(Polygon annotations for photos)
-- -- --

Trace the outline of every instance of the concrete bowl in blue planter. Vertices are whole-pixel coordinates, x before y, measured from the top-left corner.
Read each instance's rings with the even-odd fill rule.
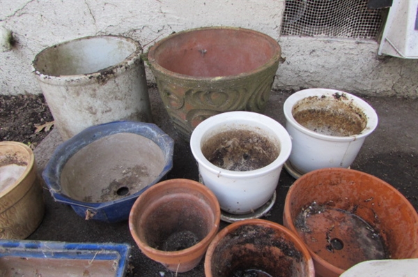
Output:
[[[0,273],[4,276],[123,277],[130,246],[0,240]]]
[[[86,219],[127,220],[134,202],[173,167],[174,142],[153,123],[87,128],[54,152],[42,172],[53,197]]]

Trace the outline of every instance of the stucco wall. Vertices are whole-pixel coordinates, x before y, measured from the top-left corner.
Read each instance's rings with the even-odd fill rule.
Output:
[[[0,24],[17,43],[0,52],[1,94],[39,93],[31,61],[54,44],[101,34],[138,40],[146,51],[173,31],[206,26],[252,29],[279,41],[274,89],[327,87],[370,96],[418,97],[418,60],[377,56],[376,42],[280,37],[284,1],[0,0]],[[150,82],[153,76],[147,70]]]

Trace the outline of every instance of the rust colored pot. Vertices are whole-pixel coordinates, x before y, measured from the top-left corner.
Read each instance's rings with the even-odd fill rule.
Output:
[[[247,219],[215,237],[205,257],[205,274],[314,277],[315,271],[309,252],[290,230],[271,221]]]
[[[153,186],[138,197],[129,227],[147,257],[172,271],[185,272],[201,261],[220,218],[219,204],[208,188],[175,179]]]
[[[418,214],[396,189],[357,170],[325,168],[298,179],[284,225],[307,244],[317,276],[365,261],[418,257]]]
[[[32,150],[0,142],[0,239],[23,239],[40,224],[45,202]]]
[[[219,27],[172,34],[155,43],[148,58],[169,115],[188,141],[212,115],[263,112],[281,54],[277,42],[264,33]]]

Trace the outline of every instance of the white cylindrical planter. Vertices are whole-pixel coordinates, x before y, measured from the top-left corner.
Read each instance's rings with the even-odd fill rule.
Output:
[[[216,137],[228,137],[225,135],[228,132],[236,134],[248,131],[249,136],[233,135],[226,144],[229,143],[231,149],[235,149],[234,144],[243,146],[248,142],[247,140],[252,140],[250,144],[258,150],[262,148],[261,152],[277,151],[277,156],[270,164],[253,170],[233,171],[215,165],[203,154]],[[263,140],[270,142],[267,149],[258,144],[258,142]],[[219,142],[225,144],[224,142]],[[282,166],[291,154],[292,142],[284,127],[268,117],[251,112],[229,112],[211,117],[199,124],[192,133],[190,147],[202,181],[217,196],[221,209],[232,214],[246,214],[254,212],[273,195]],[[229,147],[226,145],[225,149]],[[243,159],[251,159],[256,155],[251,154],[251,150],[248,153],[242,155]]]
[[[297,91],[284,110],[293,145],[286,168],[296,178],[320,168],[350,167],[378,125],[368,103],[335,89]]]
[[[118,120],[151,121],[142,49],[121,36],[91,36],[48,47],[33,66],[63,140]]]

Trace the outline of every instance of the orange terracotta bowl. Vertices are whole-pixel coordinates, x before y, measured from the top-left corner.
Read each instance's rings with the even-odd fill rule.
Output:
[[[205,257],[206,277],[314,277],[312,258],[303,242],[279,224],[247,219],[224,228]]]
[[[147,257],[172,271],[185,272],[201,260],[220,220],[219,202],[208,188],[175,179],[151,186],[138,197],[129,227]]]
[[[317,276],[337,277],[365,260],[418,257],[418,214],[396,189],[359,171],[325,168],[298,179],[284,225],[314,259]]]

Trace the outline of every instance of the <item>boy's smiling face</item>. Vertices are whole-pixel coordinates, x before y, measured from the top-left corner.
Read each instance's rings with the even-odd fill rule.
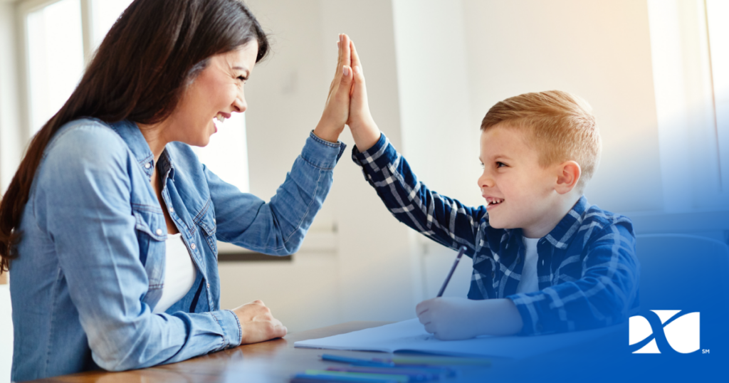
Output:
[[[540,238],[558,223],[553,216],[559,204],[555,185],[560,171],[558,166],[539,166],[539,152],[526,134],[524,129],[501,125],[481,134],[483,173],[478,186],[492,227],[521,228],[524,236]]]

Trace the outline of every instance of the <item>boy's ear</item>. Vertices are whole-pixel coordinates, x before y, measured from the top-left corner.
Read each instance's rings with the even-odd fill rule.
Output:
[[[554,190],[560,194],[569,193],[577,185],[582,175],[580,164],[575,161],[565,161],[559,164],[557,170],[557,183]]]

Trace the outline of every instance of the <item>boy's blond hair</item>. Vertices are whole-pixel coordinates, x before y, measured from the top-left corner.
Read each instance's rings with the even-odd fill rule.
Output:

-- -- --

Repeat word for word the lines starting with the one that contains "the <item>boy's ear</item>." and running through the final line, with both of those lines included.

**Solution**:
Trace the outline of every instance of the <item>boy's ear</item>. Vertices are whole-pixel coordinates, x before y, measured from the top-left corner.
Read each instance's rings with the even-odd fill rule.
Output:
[[[554,190],[560,194],[569,193],[577,185],[582,175],[580,164],[575,161],[565,161],[559,164],[557,170],[557,183]]]

Trace the outline of every instance of the <item>boy's blond hair</item>. Vertices are whole-pixel coordinates, x before y, measured from the top-left corner.
Read each instance's rings with the even-odd fill rule.
Output:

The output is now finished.